**Document excerpt:**

···

Can Blockchain Technology Destroy the Counterfeit Market?


The United Nations Office on Drugs and Crimes says that “as a global, multi-billion-dollar concern, there is a strong link between counterfeiting and transnational organized crime.” The goal of their campaign is to inform the public. When consumers buy counterfeit, they are funding crime. 

Counterfeiting has grown from a $30B trade problem in the 1980s, and now exceeds $600B in trade. Trade data trends suggest that this number could soon rise to over $1.8 trillion, which is more than the gross domestic product of most countries.

From Silk Road Origins to Fighting Organized Crime

Cryptocurrency often gets lumped in with the potential for illicit activities due to the infamous Silk Road, a clandestine marketplace for the buying and selling of (mostly) illicit substances with bitcoin. Ulbricht, the man behind the project, claimed that when he started working on Silk Road in 2010, it was never his intention to enable the creation of the black market it would become. Still, it was the first use case for Bitcoin, and put cryptocurrency in the hands of many people. 

Things have changed, and now Blockchain technology may be used to help fight organized crime. Near Field Communication (NFC) technology is rooted in radio frequency identification (RFID) technology and allows hardware to supply power to and communicate with an otherwise unpowered tag. This is used for identification and authentication tracking. 

Agami NOA Chip Technology

Agami has developed a patented Offline NFC authentication protocol that gives smartphone users quick and frictionless authentication capabilities. They developed a protocol that provides physical products the ability to be backed by a non-fungible token (NFT) that cannot be counterfeited. 

The Counterfeit industry is not just present in Chanel and Gucci. It has its dirty fingers in pharmaceuticals, automotive parts, and even FIAT currency. In many countries, people are living in forced labor because of the counterfeit market. 

Agami hopes to help combat this problem by providing their Agami NOA chip at an affordable price. The NOA Chip will provide anyone with a smartphone the ability to authenticate a product. 

NOA Chip stands for “NFC Offline Authenticator Chip.” This NFC Technology is manufactured with a 2-Factor Authentication Protocol that guarantees secure integration to the physical product’s digital certificate of authentication. Luxury products usually require an app download to access or authenticate a digital product. This requires users to endlessly download new apps or just forgo the verification process all together. Agami offers an App-less design to avoid losing users in the process.

Watches, antibiotics, sneakers, and more may soon incorporate this technology. The nasty reputation of bitcoin and the Silk Road may soon give way to the true power of blockchain technology and its ability to authenticate.

···

**Data for review:**

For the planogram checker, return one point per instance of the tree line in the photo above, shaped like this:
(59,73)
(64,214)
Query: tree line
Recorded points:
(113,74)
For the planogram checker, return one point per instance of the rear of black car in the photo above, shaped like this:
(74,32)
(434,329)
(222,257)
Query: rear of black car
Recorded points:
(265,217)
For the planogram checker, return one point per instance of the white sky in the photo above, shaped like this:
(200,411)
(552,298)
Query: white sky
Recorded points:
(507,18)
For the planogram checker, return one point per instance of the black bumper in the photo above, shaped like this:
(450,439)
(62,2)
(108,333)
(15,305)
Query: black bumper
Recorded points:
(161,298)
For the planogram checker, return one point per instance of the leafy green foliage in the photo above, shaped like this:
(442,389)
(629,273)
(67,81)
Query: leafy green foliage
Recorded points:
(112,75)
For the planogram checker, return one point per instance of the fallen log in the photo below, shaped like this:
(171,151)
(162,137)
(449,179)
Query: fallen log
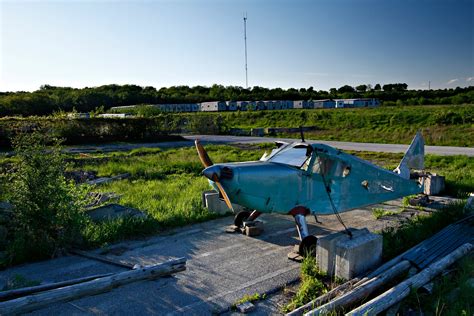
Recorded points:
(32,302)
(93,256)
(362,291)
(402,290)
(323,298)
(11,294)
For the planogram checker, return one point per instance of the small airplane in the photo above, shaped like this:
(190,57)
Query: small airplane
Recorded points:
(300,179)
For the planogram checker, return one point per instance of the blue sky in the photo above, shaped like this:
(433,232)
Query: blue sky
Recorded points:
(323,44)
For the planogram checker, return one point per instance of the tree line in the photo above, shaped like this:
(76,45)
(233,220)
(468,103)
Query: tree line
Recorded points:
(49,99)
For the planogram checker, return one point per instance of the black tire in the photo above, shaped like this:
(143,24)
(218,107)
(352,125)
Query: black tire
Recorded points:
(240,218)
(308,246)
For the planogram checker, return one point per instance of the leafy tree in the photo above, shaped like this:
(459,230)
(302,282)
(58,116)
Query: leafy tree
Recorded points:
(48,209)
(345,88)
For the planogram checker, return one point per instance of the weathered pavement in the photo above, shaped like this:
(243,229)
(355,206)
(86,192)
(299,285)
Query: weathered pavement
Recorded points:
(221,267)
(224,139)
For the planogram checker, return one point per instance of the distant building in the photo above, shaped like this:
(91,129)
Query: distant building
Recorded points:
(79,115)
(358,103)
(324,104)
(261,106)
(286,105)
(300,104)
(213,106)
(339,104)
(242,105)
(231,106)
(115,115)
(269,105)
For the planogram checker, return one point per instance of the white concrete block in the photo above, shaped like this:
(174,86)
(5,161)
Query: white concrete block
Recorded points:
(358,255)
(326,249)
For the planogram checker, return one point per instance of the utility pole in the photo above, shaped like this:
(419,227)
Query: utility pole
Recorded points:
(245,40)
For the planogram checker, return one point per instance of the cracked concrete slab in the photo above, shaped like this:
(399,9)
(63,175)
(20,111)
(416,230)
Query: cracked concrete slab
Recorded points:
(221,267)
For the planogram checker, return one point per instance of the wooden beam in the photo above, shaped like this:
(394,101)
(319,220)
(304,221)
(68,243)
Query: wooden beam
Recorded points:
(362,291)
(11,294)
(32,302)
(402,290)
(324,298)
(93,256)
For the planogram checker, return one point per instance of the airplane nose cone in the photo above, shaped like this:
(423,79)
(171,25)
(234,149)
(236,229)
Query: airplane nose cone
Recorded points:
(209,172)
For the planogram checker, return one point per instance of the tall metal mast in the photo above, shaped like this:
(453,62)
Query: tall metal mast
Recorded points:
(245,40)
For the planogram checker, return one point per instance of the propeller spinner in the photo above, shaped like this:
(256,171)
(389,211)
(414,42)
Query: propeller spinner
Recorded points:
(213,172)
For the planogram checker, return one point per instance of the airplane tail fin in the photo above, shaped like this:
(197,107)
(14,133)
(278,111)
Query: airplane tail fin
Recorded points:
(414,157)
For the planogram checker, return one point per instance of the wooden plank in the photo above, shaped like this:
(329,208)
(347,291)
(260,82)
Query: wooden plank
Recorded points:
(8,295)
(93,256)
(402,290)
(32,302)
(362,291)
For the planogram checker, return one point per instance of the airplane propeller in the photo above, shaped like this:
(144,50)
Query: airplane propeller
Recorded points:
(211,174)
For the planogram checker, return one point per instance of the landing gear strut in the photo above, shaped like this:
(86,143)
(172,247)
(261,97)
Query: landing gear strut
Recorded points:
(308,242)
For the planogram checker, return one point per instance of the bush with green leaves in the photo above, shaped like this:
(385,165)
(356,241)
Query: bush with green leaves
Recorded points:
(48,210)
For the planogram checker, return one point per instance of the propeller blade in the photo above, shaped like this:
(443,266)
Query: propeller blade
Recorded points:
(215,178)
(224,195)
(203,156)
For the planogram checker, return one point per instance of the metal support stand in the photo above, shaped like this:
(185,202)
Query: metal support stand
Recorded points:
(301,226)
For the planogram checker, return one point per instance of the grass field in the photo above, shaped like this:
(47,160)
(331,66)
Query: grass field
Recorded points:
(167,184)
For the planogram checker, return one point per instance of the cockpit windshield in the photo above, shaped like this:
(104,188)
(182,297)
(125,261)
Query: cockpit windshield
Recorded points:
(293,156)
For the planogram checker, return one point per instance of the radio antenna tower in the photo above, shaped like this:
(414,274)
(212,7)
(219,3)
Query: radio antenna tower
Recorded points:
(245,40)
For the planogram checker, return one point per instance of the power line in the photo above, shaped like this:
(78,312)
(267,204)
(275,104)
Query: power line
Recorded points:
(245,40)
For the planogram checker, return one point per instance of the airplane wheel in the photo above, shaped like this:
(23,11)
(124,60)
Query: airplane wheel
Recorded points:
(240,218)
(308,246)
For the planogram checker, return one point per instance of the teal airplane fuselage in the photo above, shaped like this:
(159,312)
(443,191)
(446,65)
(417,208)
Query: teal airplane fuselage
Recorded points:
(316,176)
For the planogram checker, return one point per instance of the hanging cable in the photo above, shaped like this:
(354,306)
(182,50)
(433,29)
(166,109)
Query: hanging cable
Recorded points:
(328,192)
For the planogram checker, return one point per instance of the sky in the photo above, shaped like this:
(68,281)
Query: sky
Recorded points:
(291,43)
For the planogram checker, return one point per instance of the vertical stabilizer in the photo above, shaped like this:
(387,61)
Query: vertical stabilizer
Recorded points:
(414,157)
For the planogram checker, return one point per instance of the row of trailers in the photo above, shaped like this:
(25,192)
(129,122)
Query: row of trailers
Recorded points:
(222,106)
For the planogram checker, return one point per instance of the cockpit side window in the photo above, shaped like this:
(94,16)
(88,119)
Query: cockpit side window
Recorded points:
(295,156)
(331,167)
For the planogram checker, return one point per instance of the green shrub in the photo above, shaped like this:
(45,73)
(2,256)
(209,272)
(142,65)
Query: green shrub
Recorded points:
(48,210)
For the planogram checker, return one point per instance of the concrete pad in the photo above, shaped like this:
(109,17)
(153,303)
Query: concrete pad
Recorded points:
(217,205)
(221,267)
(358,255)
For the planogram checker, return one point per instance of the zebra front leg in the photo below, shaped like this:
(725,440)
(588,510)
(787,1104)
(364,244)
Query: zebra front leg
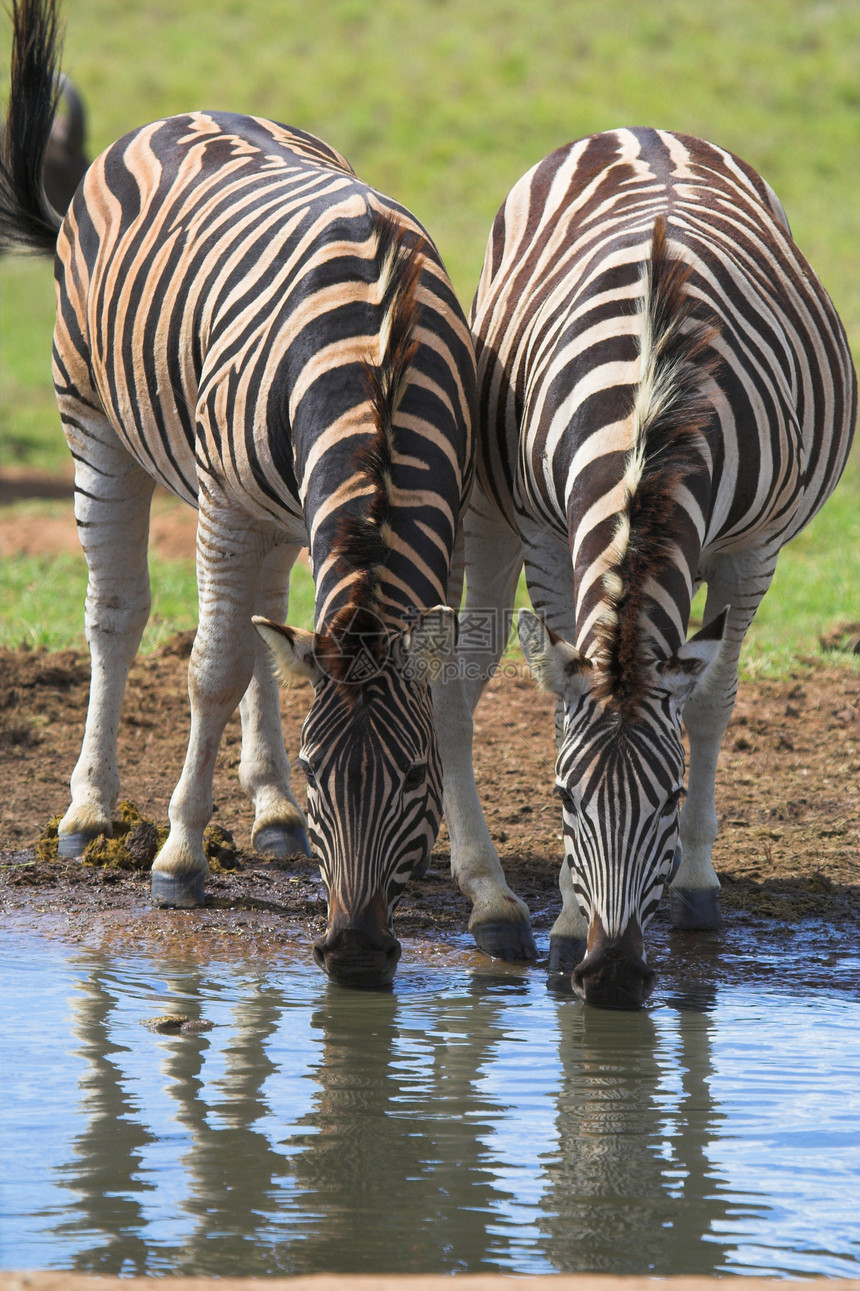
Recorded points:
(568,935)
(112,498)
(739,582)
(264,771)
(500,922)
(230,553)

···

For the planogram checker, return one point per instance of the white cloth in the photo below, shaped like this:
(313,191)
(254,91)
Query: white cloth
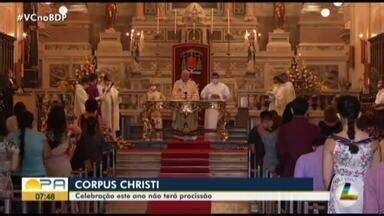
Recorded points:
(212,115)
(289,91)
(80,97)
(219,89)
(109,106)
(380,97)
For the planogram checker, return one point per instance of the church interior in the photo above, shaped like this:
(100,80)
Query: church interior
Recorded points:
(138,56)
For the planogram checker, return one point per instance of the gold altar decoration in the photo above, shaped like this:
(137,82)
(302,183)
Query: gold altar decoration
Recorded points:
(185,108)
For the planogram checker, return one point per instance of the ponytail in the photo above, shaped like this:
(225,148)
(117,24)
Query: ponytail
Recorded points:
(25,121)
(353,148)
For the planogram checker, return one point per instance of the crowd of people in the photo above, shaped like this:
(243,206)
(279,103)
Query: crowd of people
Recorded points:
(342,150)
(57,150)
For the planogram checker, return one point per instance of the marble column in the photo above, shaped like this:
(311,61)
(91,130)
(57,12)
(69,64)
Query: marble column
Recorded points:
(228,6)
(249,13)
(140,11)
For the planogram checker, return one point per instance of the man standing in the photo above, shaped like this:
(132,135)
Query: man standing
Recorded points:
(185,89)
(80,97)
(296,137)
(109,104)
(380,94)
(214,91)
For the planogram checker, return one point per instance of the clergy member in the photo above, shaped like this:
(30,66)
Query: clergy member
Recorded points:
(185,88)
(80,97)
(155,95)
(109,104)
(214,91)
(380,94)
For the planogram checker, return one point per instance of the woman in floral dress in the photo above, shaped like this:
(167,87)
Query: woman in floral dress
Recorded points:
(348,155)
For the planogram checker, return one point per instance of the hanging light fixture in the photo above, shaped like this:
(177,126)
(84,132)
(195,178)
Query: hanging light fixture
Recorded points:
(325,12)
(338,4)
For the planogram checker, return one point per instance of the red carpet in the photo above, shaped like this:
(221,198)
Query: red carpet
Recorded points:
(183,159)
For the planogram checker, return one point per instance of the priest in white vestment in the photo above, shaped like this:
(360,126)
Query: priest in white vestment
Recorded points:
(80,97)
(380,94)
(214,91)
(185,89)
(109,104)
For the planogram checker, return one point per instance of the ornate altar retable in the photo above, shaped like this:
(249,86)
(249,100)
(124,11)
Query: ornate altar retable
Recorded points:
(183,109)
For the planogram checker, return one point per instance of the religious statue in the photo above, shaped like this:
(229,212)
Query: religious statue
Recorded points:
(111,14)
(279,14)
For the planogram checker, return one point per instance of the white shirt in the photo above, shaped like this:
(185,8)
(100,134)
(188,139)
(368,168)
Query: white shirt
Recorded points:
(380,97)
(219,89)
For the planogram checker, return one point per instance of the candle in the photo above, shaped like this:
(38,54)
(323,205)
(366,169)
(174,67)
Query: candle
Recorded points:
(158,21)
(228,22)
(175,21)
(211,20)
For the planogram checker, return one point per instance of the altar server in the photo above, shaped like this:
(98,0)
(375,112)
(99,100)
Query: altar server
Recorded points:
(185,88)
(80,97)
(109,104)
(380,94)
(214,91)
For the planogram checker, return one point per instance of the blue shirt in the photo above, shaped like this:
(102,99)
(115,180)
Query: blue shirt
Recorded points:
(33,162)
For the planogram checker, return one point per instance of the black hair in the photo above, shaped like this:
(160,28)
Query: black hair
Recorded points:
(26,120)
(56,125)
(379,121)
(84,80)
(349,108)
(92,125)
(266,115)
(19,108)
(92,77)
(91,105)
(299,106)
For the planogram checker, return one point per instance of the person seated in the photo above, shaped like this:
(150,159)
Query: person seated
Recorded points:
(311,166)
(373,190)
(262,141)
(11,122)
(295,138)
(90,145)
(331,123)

···

**Tasks to perform:**
1. Translate this sentence from the article on blockchain and counterfeiting into Spanish: "The NOA Chip will provide anyone with a smartphone the ability to authenticate a product."
2. From the article on blockchain and counterfeiting, reproduce word for word the stretch from "From Silk Road" through "of many people.".

**Solutions to the problems:**
1. El chip NOA proporcionará a cualquier persona con un teléfono inteligente la capacidad de autenticar un producto.

2.
From Silk Road Origins to Fighting Organized Crime

Cryptocurrency often gets lumped in with the potential for illicit activities due to the infamous Silk Road, a clandestine marketplace for the buying and selling of (mostly) illicit substances with bitcoin. Ulbricht, the man behind the project, claimed that when he started working on Silk Road in 2010, it was never his intention to enable the creation of the black market it would become. Still, it was the first use case for Bitcoin, and put cryptocurrency in the hands of many people.